- What is being asked:
Reproduce the records below with every occurrence of "inside_test" replaced by "fill_test" and all other text unchanged. Omit the pictures from the output.

- Records for this task:
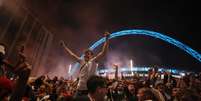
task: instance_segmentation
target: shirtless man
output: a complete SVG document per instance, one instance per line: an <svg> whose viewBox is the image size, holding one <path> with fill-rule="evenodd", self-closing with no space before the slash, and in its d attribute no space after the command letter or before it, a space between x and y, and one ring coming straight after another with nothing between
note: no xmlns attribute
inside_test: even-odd
<svg viewBox="0 0 201 101"><path fill-rule="evenodd" d="M98 54L94 54L92 50L87 49L84 51L84 58L80 58L78 55L73 53L64 43L64 41L61 41L61 45L64 47L65 51L70 54L77 62L80 63L80 72L79 72L79 81L77 85L77 93L76 95L86 95L88 93L87 91L87 80L93 76L96 75L96 64L95 61L102 57L106 49L108 48L109 45L109 36L110 33L105 32L104 36L106 38L106 41L102 47L101 52Z"/></svg>

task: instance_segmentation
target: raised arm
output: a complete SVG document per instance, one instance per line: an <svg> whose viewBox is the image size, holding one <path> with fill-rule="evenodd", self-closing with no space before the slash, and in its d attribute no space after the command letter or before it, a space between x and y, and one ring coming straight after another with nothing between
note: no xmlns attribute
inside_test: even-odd
<svg viewBox="0 0 201 101"><path fill-rule="evenodd" d="M109 32L105 32L104 36L105 36L105 40L106 41L105 41L105 43L104 43L104 45L102 47L101 52L99 52L96 56L94 56L94 58L93 58L94 60L97 60L100 57L102 57L106 53L106 50L108 49L110 33Z"/></svg>
<svg viewBox="0 0 201 101"><path fill-rule="evenodd" d="M70 54L74 59L76 59L76 61L80 61L80 57L77 56L75 53L73 53L65 44L65 42L62 40L61 41L61 46L65 49L65 51Z"/></svg>

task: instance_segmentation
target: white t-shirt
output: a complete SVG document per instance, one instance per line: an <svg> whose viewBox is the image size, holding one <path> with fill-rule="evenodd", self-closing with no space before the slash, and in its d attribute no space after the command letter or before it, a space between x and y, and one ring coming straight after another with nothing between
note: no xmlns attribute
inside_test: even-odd
<svg viewBox="0 0 201 101"><path fill-rule="evenodd" d="M87 90L87 80L92 76L96 75L96 63L93 61L94 59L89 60L88 62L81 60L80 66L81 70L79 73L79 81L78 81L78 90Z"/></svg>

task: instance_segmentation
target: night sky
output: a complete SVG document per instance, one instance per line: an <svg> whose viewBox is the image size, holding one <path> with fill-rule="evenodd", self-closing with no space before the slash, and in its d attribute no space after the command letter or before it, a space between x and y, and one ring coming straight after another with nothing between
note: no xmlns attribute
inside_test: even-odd
<svg viewBox="0 0 201 101"><path fill-rule="evenodd" d="M21 0L22 1L22 0ZM104 31L146 29L164 33L201 53L200 7L183 0L24 0L23 5L54 35L51 56L72 62L59 46L81 54ZM201 63L179 48L148 36L124 36L111 40L100 63L134 60L136 66L173 66L201 70ZM126 51L125 51L126 50ZM124 64L126 62L124 61Z"/></svg>

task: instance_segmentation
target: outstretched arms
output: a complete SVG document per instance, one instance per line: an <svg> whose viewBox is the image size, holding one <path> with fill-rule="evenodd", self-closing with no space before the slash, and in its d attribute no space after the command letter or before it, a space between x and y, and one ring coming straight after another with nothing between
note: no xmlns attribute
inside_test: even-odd
<svg viewBox="0 0 201 101"><path fill-rule="evenodd" d="M102 47L102 50L96 56L94 56L93 60L97 60L100 57L102 57L106 53L106 50L108 49L110 33L109 32L105 32L104 36L105 36L105 40L106 41L105 41L105 43L104 43L104 45Z"/></svg>
<svg viewBox="0 0 201 101"><path fill-rule="evenodd" d="M73 53L73 52L66 46L66 44L65 44L65 42L64 42L63 40L60 42L60 44L61 44L61 46L65 49L65 51L66 51L68 54L70 54L74 59L76 59L77 61L80 60L80 57L77 56L75 53Z"/></svg>

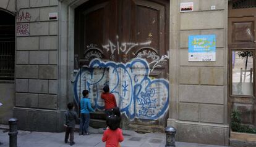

- Written solution:
task: instance_segmentation
target: shirtless man
output: a complete SVG document per instance, one instance per line: an <svg> whose viewBox is the image size, holding one <path> with fill-rule="evenodd", self-closing with no space before the slash, and in its d attribute no space after the command letter or before it, a space between x and y, and one ring coming straight after another with nothing between
note: no xmlns attribute
fill_test: even-odd
<svg viewBox="0 0 201 101"><path fill-rule="evenodd" d="M98 54L94 54L92 50L87 49L84 51L84 58L80 58L78 55L73 53L64 43L64 41L61 41L61 45L64 47L65 51L70 54L77 62L80 63L80 72L79 72L79 81L77 85L77 93L76 95L86 95L88 93L87 91L87 80L93 76L96 75L96 64L95 61L102 57L106 49L108 48L109 45L109 36L110 33L105 32L104 36L106 38L106 41L102 47L101 52Z"/></svg>

task: instance_segmentation
target: raised arm
output: a complete SVG document per instance, one instance per line: an <svg> whose viewBox is the image size, holding one <path> with fill-rule="evenodd", self-closing with no space before the slash, and in its d attribute no space after the command letter or before it, a space between x and y, and one ring coming straight after another with nothing between
note: no xmlns attribute
fill_test: even-odd
<svg viewBox="0 0 201 101"><path fill-rule="evenodd" d="M109 32L105 32L104 36L105 36L105 40L106 41L105 41L105 43L104 43L104 45L102 47L101 52L99 52L96 56L94 56L94 58L93 58L94 60L97 60L100 57L102 57L106 53L106 50L108 49L110 33Z"/></svg>
<svg viewBox="0 0 201 101"><path fill-rule="evenodd" d="M70 54L74 59L76 59L76 61L80 61L80 57L77 56L75 53L73 53L65 44L65 42L62 40L61 41L61 46L65 49L65 51Z"/></svg>

task: instance_segmentation
target: white t-shirt
output: a complete SVG document per instance, one instance per line: an <svg> whose viewBox is the image size, holding one <path> with fill-rule="evenodd", self-closing with no space before the slash, and in its d attribute no space after the command letter or before it, a space between x and y, and one ring coming straight after another with nothing between
note: no xmlns attribute
fill_test: even-odd
<svg viewBox="0 0 201 101"><path fill-rule="evenodd" d="M87 90L87 80L92 76L96 75L96 63L93 61L94 59L89 60L88 62L81 60L80 66L81 70L79 73L79 81L78 81L78 90Z"/></svg>

task: instance_segmentation
target: night sky
output: a complete SVG document per instance, one instance per line: an <svg> whose viewBox is the image size, holding one <path> with fill-rule="evenodd", self-closing with no space before the slash, and in its d attribute no space after the command letter or before it, a space between x and y, and one ring coming straight after another with nothing between
note: no xmlns attribute
fill_test: even-odd
<svg viewBox="0 0 201 101"><path fill-rule="evenodd" d="M21 0L22 1L22 0ZM104 31L146 29L164 33L201 53L200 7L183 0L24 0L23 5L54 35L51 56L72 62L59 46L81 54ZM201 63L179 48L148 36L124 36L111 40L100 63L134 60L136 66L173 66L201 70ZM126 51L125 51L126 50ZM124 64L126 62L124 61Z"/></svg>

task: instance_segmentation
target: outstretched arms
output: a complete SVG document per instance, one instance per line: an <svg> whose viewBox is the image size, holding one <path> with fill-rule="evenodd", self-closing with no space before the slash, and in its d attribute no space after the command letter or before it, a space between x and y, and one ring coming straight after another with nothing between
note: no xmlns attribute
fill_test: even-odd
<svg viewBox="0 0 201 101"><path fill-rule="evenodd" d="M102 47L102 50L96 56L94 56L93 60L97 60L100 57L102 57L106 53L106 50L108 49L110 33L109 32L105 32L104 36L105 36L105 40L106 41L105 41L105 43L104 43L104 45Z"/></svg>
<svg viewBox="0 0 201 101"><path fill-rule="evenodd" d="M73 53L73 52L66 46L66 44L65 44L65 42L64 42L63 40L60 42L60 44L61 44L61 46L65 49L65 51L66 51L68 54L70 54L74 59L76 59L77 61L80 60L80 57L77 56L75 53Z"/></svg>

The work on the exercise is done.